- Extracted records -
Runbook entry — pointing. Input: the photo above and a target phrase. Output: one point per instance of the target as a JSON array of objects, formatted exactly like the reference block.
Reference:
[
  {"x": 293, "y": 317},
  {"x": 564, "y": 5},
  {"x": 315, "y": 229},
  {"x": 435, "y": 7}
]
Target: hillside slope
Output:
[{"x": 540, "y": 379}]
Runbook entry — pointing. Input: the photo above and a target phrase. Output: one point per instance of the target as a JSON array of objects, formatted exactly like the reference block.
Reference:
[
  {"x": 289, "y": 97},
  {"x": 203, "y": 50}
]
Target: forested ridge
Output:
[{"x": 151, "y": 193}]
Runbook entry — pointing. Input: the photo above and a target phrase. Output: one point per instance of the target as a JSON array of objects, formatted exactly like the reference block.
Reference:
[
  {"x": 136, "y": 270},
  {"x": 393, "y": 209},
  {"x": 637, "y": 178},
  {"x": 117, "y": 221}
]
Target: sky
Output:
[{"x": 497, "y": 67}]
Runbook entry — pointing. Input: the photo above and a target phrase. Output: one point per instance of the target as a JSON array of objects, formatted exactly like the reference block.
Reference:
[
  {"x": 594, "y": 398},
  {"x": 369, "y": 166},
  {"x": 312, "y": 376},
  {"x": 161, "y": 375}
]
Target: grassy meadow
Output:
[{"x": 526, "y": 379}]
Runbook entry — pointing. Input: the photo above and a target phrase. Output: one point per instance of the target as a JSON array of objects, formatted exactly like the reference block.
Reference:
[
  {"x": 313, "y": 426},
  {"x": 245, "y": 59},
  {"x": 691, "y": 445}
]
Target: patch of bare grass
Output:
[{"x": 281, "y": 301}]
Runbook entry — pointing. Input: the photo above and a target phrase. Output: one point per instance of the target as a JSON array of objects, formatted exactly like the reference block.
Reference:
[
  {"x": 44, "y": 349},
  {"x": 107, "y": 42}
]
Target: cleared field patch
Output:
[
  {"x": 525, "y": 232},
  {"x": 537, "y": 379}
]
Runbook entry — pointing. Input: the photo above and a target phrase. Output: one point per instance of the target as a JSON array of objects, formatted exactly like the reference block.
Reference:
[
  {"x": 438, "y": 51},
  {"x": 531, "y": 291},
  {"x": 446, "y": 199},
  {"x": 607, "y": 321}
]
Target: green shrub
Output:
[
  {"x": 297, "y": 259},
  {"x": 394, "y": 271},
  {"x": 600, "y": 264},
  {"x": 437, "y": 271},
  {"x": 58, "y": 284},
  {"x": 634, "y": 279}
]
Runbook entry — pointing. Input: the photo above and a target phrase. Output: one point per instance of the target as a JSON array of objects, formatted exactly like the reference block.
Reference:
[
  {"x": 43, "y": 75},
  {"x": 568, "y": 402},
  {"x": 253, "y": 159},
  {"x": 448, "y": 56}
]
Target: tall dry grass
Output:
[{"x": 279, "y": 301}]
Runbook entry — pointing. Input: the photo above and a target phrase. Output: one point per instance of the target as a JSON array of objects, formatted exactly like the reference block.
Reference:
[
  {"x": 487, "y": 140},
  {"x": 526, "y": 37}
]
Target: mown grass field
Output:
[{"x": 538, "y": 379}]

- Your objective -
Tally how many lines in the listing above contain the string "field". Reply with the number alone.

- Result of the exercise -
2